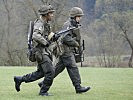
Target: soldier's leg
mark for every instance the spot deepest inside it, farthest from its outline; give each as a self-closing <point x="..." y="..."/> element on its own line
<point x="74" y="75"/>
<point x="58" y="69"/>
<point x="72" y="70"/>
<point x="27" y="78"/>
<point x="49" y="72"/>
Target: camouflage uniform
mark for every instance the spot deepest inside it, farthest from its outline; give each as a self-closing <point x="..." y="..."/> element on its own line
<point x="42" y="54"/>
<point x="67" y="59"/>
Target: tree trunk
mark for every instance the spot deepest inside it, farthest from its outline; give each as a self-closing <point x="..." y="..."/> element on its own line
<point x="130" y="60"/>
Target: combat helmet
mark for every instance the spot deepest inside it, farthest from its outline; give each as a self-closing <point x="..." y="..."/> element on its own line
<point x="76" y="11"/>
<point x="45" y="9"/>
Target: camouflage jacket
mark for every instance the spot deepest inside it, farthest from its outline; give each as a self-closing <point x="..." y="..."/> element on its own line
<point x="40" y="33"/>
<point x="71" y="40"/>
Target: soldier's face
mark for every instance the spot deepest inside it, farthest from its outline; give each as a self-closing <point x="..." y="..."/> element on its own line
<point x="78" y="18"/>
<point x="50" y="16"/>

§

- _WORK TO BE COMPLETED_: Put every line of the records above into a Markdown table with two columns, Row and Line, numbering the rows and skipping any blank lines. Leave out the pictures.

- _SOLUTION FOR THIS TASK_:
| Row | Line |
|---|---|
| 1 | Target: soldier's leg |
| 2 | mark for every instance the spot deepest inside it, farthest from its outline; give each as a self-closing <point x="..." y="..."/> element on its own line |
| 3 | <point x="74" y="75"/> |
| 4 | <point x="58" y="69"/> |
| 5 | <point x="72" y="70"/> |
| 6 | <point x="27" y="78"/> |
| 7 | <point x="49" y="72"/> |
| 8 | Target: camouflage uniform |
| 9 | mark for every instance the spot deepest inside it, farthest from its outline; give each as a self-closing <point x="..." y="..."/> element on its own line |
| 10 | <point x="42" y="54"/> |
| 11 | <point x="67" y="59"/> |
| 12 | Target: tree trunk |
| 13 | mark for every instance the spot deepest inside it, farthest from its outline; give each as a self-closing <point x="..." y="..."/> element on its own line |
| 14 | <point x="130" y="60"/> |
| 15 | Target: combat helmet |
| 16 | mark for every instance the spot deepest inside it, farthest from its outline; give each as a self-closing <point x="..." y="..."/> element on its own line |
| 17 | <point x="76" y="11"/> |
| 18 | <point x="45" y="9"/> |
| 19 | Target: camouflage jacket |
| 20 | mark for every instance the spot deepest inside it, farthest from its outline; give each as a self-closing <point x="..." y="..."/> element on its own line |
| 21 | <point x="40" y="33"/> |
| 22 | <point x="71" y="40"/> |
| 23 | Target: soldier's face |
| 24 | mark for every instance the spot deepest inside it, farthest from its outline; give each as a self-closing <point x="..." y="..."/> element on its own line |
| 25 | <point x="78" y="18"/> |
| 26 | <point x="50" y="16"/> |